Turn every line of the records below into a numbered list, skipping any blank lines.

━━━━━━━━━━━━━━━━━━━━

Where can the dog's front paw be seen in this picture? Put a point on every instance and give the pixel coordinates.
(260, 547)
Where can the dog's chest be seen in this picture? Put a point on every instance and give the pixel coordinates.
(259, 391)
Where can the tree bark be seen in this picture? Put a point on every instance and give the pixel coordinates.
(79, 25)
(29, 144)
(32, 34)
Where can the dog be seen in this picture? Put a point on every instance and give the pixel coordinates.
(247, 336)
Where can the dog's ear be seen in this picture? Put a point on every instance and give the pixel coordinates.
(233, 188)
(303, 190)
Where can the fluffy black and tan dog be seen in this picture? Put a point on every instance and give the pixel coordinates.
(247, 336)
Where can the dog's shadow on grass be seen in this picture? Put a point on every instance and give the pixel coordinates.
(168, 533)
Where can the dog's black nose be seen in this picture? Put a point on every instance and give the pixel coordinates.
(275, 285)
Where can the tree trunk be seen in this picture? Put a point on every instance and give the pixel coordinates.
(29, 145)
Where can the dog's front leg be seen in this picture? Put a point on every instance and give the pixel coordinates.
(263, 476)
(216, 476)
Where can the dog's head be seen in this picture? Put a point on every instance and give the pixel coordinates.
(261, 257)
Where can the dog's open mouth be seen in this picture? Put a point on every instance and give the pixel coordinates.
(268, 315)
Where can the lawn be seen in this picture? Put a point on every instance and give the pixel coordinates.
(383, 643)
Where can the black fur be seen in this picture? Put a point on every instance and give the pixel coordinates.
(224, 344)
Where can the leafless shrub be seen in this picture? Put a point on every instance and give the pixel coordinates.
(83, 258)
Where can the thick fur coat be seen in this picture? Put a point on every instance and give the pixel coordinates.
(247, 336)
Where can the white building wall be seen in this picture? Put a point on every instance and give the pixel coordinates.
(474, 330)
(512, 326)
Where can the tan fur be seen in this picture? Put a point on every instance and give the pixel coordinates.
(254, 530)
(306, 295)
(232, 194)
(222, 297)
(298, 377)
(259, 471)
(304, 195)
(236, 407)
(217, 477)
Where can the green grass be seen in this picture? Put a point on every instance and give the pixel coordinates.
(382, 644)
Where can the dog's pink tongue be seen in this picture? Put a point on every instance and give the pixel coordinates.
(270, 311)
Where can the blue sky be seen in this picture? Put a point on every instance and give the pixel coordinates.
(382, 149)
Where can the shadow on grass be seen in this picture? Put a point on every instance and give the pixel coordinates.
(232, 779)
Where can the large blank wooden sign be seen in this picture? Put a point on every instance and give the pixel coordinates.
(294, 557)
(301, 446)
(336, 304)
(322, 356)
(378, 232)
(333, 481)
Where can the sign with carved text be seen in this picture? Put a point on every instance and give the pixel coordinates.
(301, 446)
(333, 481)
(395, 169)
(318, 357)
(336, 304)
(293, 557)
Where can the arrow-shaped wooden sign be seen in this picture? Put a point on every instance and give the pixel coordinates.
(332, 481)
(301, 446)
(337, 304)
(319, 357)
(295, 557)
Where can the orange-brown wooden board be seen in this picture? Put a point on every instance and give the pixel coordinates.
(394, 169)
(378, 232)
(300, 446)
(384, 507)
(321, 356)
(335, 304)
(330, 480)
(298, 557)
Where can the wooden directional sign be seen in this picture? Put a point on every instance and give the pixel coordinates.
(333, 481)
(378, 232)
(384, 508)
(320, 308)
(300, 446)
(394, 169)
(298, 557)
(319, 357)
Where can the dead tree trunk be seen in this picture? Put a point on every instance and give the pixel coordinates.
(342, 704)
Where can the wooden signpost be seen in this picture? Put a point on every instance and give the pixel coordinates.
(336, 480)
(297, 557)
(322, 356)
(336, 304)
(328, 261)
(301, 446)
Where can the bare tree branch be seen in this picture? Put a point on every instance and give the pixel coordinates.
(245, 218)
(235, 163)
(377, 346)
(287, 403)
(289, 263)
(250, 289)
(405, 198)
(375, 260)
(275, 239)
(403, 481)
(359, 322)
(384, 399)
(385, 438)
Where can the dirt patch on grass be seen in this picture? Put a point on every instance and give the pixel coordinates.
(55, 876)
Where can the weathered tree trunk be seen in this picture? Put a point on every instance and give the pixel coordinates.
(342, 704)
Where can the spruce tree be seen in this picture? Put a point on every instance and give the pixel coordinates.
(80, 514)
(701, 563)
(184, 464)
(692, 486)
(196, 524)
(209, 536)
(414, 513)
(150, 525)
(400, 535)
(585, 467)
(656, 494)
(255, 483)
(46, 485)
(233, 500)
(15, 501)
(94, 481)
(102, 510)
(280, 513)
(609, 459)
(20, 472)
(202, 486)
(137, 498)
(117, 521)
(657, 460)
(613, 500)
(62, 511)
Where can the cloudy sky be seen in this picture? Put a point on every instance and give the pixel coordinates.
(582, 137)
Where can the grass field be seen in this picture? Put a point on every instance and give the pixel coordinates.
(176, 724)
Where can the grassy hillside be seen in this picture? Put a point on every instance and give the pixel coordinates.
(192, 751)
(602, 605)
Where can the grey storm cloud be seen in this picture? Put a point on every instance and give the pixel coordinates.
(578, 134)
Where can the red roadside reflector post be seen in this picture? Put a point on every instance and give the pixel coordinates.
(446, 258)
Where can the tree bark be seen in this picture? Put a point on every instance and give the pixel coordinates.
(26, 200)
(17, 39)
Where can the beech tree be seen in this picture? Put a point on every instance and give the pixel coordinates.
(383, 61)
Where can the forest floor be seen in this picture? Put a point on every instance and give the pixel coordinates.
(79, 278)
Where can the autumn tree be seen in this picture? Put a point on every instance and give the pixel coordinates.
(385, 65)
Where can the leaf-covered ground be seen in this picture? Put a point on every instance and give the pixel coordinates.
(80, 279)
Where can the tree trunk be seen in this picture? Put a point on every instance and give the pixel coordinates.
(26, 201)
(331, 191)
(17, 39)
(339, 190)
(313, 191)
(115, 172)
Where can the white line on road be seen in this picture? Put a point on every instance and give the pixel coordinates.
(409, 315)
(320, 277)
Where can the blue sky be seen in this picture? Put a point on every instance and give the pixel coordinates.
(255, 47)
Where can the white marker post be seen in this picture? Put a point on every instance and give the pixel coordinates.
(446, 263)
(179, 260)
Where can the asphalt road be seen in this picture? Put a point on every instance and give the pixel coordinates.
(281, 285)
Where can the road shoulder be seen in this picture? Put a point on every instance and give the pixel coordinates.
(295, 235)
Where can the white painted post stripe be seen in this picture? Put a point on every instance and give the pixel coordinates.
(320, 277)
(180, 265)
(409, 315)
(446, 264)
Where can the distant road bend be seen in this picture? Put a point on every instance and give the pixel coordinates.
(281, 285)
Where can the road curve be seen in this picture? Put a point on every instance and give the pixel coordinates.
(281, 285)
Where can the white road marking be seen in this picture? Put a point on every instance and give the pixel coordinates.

━━━━━━━━━━━━━━━━━━━━

## Answer for the task
1. Where can the dog's front paw be seen in this picture? Put a point on every instance and give the pixel coordinates.
2. (260, 547)
3. Where can the dog's chest be seen in this picture? Put a point on every instance and give the pixel coordinates.
4. (259, 391)
5. Where can the tree bark be seen in this picture? Put a point on every instance and give the pixel coordinates.
6. (79, 25)
7. (29, 144)
8. (32, 34)
9. Where can the dog be seen in this picture? Put a point on every instance and give the pixel coordinates.
10. (247, 336)
11. Where can the dog's ear be seen in this picture? Put a point on every instance and give the pixel coordinates.
12. (233, 188)
13. (303, 190)
14. Where can the fluffy black and tan dog be seen in this picture? Put a point on every instance and give the pixel coordinates.
15. (247, 336)
16. Where can the dog's shadow on grass be seen in this picture? Put a point on every instance and give the pixel coordinates.
17. (168, 533)
18. Where can the dog's black nose be seen in this picture? Put a point on every instance and give the pixel coordinates.
19. (275, 285)
20. Where can the tree trunk be seen in this picture? Put a point on every instance and give the pixel coordinates.
21. (29, 145)
22. Where can the dog's front leg be seen in this picture? Put a point on every instance and give the pixel coordinates.
23. (263, 476)
24. (216, 476)
25. Where can the dog's head be seen in this picture? Put a point on every instance and give the pixel coordinates.
26. (261, 257)
27. Where can the dog's open mouth be seen in this picture? Put a point on every instance and give the pixel coordinates.
28. (268, 315)
29. Where can the lawn be seen in this picture? Put a point on every instance and give the pixel coordinates.
30. (383, 643)
31. Where can the black fur be seen in this picture? Put a point on every instance and give the pixel coordinates.
32. (224, 344)
33. Where can the leafless shrub be seen in this picture? Put a point on every instance and give the pixel coordinates.
34. (83, 258)
35. Where can the thick fur coat be seen in this picture? Put a point on every instance and give the pixel coordinates.
36. (247, 336)
37. Where can the white building wall be seen in this picture? Put a point on every instance and give the pixel coordinates.
38. (474, 330)
39. (512, 326)
40. Where can the tan fur be seen in this picture? Put a point on every instance and give the pixel coordinates.
41. (254, 530)
42. (306, 295)
43. (232, 194)
44. (222, 297)
45. (298, 377)
46. (259, 471)
47. (304, 195)
48. (236, 407)
49. (217, 477)
50. Where can the green grass be seen in this picture? Put a point on every instance and give the pixel coordinates.
51. (382, 644)
52. Where can the dog's pink tongue be seen in this picture? Put a point on every instance and give the pixel coordinates.
53. (270, 311)
54. Where can the blue sky be seen in this picture? Put a point on every instance and give the pixel coordinates.
55. (382, 149)
56. Where can the shadow on grass be seen in this picture? Put a point on every instance and give the pixel coordinates.
57. (232, 779)
58. Where can the large blank wooden sign be seen in this picture? Put a point on every instance and give the pixel coordinates.
59. (294, 557)
60. (301, 446)
61. (336, 304)
62. (322, 356)
63. (378, 232)
64. (333, 481)
65. Where can the sign with carved text be seen in this picture? Put a point on every instance and give the pixel coordinates.
66. (301, 446)
67. (333, 481)
68. (395, 169)
69. (318, 357)
70. (336, 304)
71. (293, 557)
72. Where can the arrow-shaped wooden sign be seen in this picture? Put a point on every instance and give the pixel coordinates.
73. (332, 481)
74. (301, 446)
75. (337, 304)
76. (319, 357)
77. (295, 557)
78. Where can the orange-brown wooden board be seen in this picture? Put a point on every instance and give the pixel coordinates.
79. (394, 169)
80. (378, 232)
81. (300, 446)
82. (384, 507)
83. (321, 356)
84. (335, 304)
85. (330, 480)
86. (298, 557)
87. Where can the wooden directional sign be seen in this picture? Put a point on every instance and give the pixel coordinates.
88. (333, 481)
89. (378, 232)
90. (384, 508)
91. (320, 308)
92. (300, 446)
93. (394, 169)
94. (298, 557)
95. (319, 357)
96. Where can the dead tree trunk be seen in this picture? Put a point on every instance and give the pixel coordinates.
97. (342, 704)
98. Where can the wooden signpost be seen in this picture? Put a point on every instance and give the pixel coordinates.
99. (336, 480)
100. (297, 557)
101. (322, 356)
102. (336, 304)
103. (328, 261)
104. (301, 446)
105. Where can the bare tree branch be seen in this picture? Put a point on every instance and give the pixel coordinates.
106. (245, 218)
107. (235, 163)
108. (377, 346)
109. (287, 403)
110. (289, 263)
111. (250, 289)
112. (405, 198)
113. (375, 260)
114. (275, 239)
115. (403, 481)
116. (359, 322)
117. (384, 399)
118. (385, 438)
119. Where can the dirt patch on grass be seen in this picture? Put a point on every instance and give the pixel coordinates.
120. (55, 876)
121. Where can the weathered tree trunk be seen in this picture? Put a point on every instance and give the pixel coordinates.
122. (342, 704)
123. Where can the spruce tree be seen in this picture? Put a point on every instance and give the pixel coordinates.
124. (80, 514)
125. (701, 563)
126. (184, 464)
127. (692, 486)
128. (196, 524)
129. (209, 536)
130. (414, 513)
131. (150, 525)
132. (400, 535)
133. (585, 467)
134. (656, 494)
135. (255, 483)
136. (46, 485)
137. (233, 500)
138. (15, 501)
139. (94, 481)
140. (102, 510)
141. (280, 513)
142. (609, 459)
143. (20, 472)
144. (202, 486)
145. (137, 498)
146. (117, 521)
147. (657, 460)
148. (613, 500)
149. (62, 511)
150. Where can the cloudy sky be seen in this picture? Put a point on every instance and give the pixel coordinates.
151. (582, 137)
152. Where can the grass field be seen in this picture? Put a point on every instance and give the pixel coordinates.
153. (176, 724)
154. Where can the grassy hillside be seen in this picture? Put a point on every instance and give the pixel coordinates.
155. (192, 751)
156. (602, 605)
157. Where can the grey storm cloud be seen in this picture? Put a point on every instance and give the pixel coordinates.
158. (578, 134)
159. Where can the red roadside reflector post be seen in this picture? Put a point on every instance and give the pixel coordinates.
160. (446, 258)
161. Where can the tree bark be seen in this picture? Put a point on every instance and give the pixel coordinates.
162. (26, 200)
163. (17, 39)
164. Where can the beech tree be seen in this picture? Put a point on every instance and give the pixel coordinates.
165. (383, 61)
166. Where can the forest floor be seen in this picture? Put a point on every instance and give the pixel coordinates.
167. (79, 278)
168. Where can the autumn tree be seen in this picture? Put a point on every instance and give the pixel coordinates.
169. (385, 65)
170. Where can the leaf-covered ground be seen in this picture? Put a point on every instance and give the pixel coordinates.
171. (80, 279)
172. Where can the tree trunk be seen in this picture? Put a point on every instance and give the pixel coordinates.
173. (26, 201)
174. (331, 191)
175. (17, 39)
176. (339, 190)
177. (313, 191)
178. (115, 172)
179. Where can the white line on road be seen in this picture? Put a point on every instance and give the pixel coordinates.
180. (409, 315)
181. (320, 277)
182. Where can the blue sky be seen in this picture? Put a point on every instance and give the pixel coordinates.
183. (255, 47)
184. Where can the white marker post be seen in this picture? Put a point on every instance and give the pixel coordinates.
185. (446, 263)
186. (179, 260)
187. Where can the asphalt road be seen in this picture? Put a point on every instance and give the pixel coordinates.
188. (281, 285)
189. Where can the road shoulder be seen in this picture? Put a point on every instance and give the pixel coordinates.
190. (295, 235)
191. Where can the white painted post stripe be seen in this picture? Put a point on every instance and give the pixel coordinates.
192. (320, 277)
193. (180, 265)
194. (409, 315)
195. (446, 264)
196. Where can the distant road bend be seen in this picture? Put a point on every instance and give the pixel coordinates.
197. (281, 285)
198. Where can the road curve be seen in this picture? Put a point on every instance and give the pixel coordinates.
199. (281, 285)
200. Where can the white road marking be seen in this picture? Put a point on every instance and give the pixel coordinates.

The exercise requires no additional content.